Seeing those promises become reality will be the next step for the Biden administration, following a year of laying the groundwork.
Those efforts started in force last April at a virtual summit Biden assembled for world leaders to showcase what they were doing to tackle climate challenges. Major economies like Japan, Canada and South Korea increased their emission-cutting targets. Others, like India, would do so later.
In August, the U.S. Treasury Department issued guidance to curb fossil fuel financing from multilateral development banks (Climatewire, Aug. 17, 2021). And at the United Nations General Assembly, Biden pledged to double the money his administration had requested for helping developing countries transition to clean energy and adapt to climate impacts they are already witnessing.
“It was an enormous to-do list, and you can sometimes forget how much had to be done given where things stood at the end of the Trump administration,” said Pete Ogden, vice president for energy, climate and the environment at the United Nations Foundation, a nonprofit that supports U.N. activities.
But critics say those actions don’t make up for gaping shortfalls. The $5.7 billion the U.S. carved out for international climate finance was well below what’s considered its fair share given the size of its economy, studies showed. The United States also emerged as a roadblock in efforts to deliver on a lapsed commitment to provide billions of dollars in climate finance to poorer countries (Climatewire, Oct. 21, 2021).
It remains to be seen how the U.S. will rally other countries to vote against fossil fuel projects at the World Bank or International Monetary Fund, or how wide the exemptions are for international fossil fuel financing, observers say.
“The thing about actions to tackle climate [change], it isn’t just saying, ‘We’ve done a little bit better than we did before and therefore we deserve to get credit for that.’ If you haven’t done enough to solve the problem, or prevent the problem, then you haven’t done enough,” said Saleemul Huq, director of the Bangladesh-based International Centre for Climate Change and Development.
A diplomatic sprint
Beyond the summits and the public pledges, Kerry and his team at the State Department spent much of the past year exercising their diplomatic prowess.
Kerry met with his Chinese counterpart, Xie Zhenhua, more than 30 times to strike a wide-ranging deal that was announced as global climate talks sped toward a conclusion in Glasgow, Scotland (Climatewire, Nov. 11, 2021).
The U.S. and European Union led a pledge to cut emissions of methane, a short-lived but highly potent greenhouse gas, by 30 percent by 2030. They also partnered with a handful of allies on a deal to phase out coal in South Africa, Africa’s largest coal producer.
But broader geopolitical tensions limited how much the U.S. was able to achieve with countries like China and Russia, said Alden Meyer, a senior associate at the climate think tank E3G.
And while the U.S.-China agreement was meant to inject momentum into the final days of global climate talks, some saw it as little more than a symbolic gesture (Greenwire, Nov. 12, 2021).
Climate funding was perhaps the greatest disappointment to countries bearing the brunt of damages from rising temperatures. Many viewed U.S. opposition to the creation of a facility for irreparable climate impacts — what’s referred to as "loss and damage" — as a major blow, said Huq, from the International Centre for Climate Change and Development.

→ Rows:
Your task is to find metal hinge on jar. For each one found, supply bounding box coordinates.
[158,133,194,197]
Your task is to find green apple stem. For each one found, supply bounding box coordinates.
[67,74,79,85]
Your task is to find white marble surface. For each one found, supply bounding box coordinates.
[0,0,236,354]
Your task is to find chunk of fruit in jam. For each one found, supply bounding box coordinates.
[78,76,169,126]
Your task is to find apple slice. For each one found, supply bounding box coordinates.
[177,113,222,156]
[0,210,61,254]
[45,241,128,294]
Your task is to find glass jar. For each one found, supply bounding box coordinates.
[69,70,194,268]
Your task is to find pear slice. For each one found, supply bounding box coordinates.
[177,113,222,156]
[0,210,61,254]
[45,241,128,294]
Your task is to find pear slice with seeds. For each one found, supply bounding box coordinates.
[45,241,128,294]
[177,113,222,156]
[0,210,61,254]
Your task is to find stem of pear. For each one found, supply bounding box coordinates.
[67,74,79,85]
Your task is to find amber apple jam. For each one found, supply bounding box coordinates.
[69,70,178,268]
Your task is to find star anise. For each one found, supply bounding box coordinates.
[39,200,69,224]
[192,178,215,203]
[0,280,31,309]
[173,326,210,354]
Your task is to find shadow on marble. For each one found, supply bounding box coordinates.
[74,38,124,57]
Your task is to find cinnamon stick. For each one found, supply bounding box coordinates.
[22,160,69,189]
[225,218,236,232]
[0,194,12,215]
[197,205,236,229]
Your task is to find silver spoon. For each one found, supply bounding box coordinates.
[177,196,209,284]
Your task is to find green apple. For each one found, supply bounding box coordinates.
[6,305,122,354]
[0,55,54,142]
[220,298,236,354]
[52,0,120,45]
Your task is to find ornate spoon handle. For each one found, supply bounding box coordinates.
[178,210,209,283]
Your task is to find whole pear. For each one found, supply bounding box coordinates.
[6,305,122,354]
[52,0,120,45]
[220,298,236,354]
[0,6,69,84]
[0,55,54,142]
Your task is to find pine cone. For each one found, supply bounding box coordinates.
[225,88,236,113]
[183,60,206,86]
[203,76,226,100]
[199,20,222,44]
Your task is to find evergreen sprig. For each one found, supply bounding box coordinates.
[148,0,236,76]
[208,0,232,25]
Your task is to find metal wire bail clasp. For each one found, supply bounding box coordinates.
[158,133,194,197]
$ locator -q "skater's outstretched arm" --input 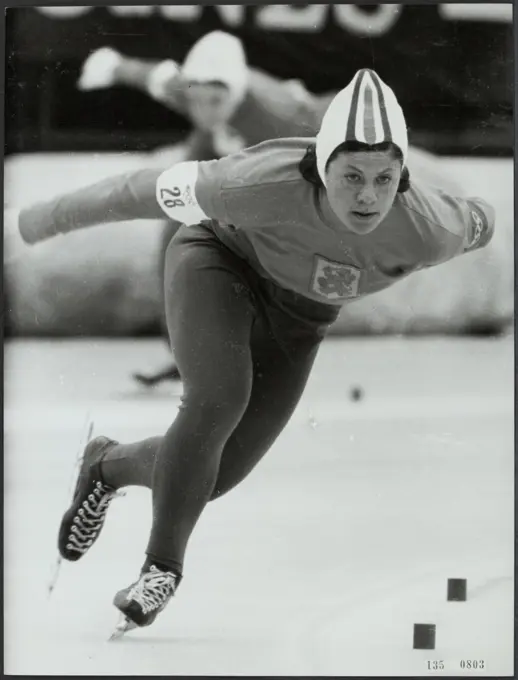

→ Jobs:
a: In the article on U.S. climate diplomacy, how many times did Kerry meet with Xie Zhenhua?
b: Continue the article on U.S. climate diplomacy, starting after its final sentence.

→ Task-by-task results:
a: More than 30 times.

b:
“You don’t claim leadership, you get leadership, you prove to be a leader,” he said. “And they didn’t when it came to delivering in Glasgow.”
Speaking at a World Economic Forum event on Wednesday, Kerry said the U.S. focus was shifting.
“We’re turning our operation into an implementation plus effort," he said. "We know what we have to do coming out of Glasgow, we know what the goals are, we know how we can get there, we’re just not making the decisions to actually do all those things, and so we have to push the process as rapidly as we can."
Doing so will mean showing some humility about U.S. absenteeism on climate and how that affected vulnerable nations, said David Waskow, director of the World Resources Institute’s international climate initiative.
“Countries were very eager to have the U.S. back, there was no question,” he said. “But also, I think, they wanted the U.S. back in a way that included real recognition of the fact that the U.S. had been out and that there were these implementation challenges and that the U.S. did need to step up on something like finance in a really significant way to make up for lost time.”
Next steps
The big tests ahead will be whether the U.S. can deliver on its pledge to cut emissions through some form of legislation and how it goes about making up the shortfall in climate finance and addressing loss and damage.
Both will in part hinge on what Congress can deliver.
“Getting ‘Build Back Better’ passed would be a huge jolt that would send a really powerful message to the world about the U.S.’s commitment,” said Ogden from the U.N. Foundation.
Getting countries to boost their own ambition further may be more of a challenge. Under the Glasgow pact, countries will need to return to climate talks later this year with enhanced carbon-cutting targets, something several countries are already starting to push back against.
“It’s always a balancing act when you’re setting your international targets between wanting to be ambitious but also wanting to be credible,” Ogden said.
A better focus for the U.S. and other developed nations might be helping emerging economies to pursue aggressive climate policies domestically, he said, pointing to the South Africa deal to phase out coal.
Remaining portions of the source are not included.